DATA TO USE —
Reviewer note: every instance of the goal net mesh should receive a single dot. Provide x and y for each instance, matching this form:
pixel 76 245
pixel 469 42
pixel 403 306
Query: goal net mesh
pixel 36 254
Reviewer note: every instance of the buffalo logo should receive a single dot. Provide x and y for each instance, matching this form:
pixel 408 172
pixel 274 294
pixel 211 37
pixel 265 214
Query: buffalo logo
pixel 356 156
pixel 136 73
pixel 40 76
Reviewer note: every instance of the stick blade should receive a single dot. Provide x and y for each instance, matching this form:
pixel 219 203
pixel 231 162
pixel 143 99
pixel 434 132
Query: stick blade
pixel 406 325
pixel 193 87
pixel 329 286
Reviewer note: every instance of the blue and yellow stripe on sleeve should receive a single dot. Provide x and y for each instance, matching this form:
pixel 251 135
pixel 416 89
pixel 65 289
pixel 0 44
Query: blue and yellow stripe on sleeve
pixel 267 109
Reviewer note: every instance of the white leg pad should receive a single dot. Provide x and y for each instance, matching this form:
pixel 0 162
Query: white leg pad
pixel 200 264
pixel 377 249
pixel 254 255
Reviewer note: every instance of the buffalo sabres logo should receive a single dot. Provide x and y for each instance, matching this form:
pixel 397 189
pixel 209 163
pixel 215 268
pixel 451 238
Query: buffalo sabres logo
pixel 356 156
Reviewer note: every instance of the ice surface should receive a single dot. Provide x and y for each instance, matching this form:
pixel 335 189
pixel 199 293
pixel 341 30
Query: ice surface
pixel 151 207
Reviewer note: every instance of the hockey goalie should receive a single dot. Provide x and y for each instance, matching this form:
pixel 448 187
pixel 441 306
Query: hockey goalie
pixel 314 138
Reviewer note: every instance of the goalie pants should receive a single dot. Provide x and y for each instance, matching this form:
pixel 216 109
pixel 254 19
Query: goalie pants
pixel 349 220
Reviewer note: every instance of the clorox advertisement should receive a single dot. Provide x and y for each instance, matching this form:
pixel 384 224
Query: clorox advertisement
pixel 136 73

PROBLEM TO SOLVE — Once you find the line containing "pixel 434 132", stop: reproduce exactly that line and every line of the data before it, and nothing else.

ANSWER TO THIS TASK —
Reviewer note: every instance of the goal net mesh should receive a single dot. Provide x and y for each instance, matching this form:
pixel 76 245
pixel 469 42
pixel 403 306
Query: goal net mesh
pixel 36 254
Reviewer note: every instance of the buffalo logo should receive a single dot. Provide x and y for each instance, matching this form:
pixel 408 172
pixel 274 294
pixel 211 37
pixel 265 214
Query: buffalo logo
pixel 356 156
pixel 136 73
pixel 40 76
Reviewer note: every instance of the stick blade should receive a single dot. Provide x and y for each instance, matching this form:
pixel 219 203
pixel 231 162
pixel 143 99
pixel 434 132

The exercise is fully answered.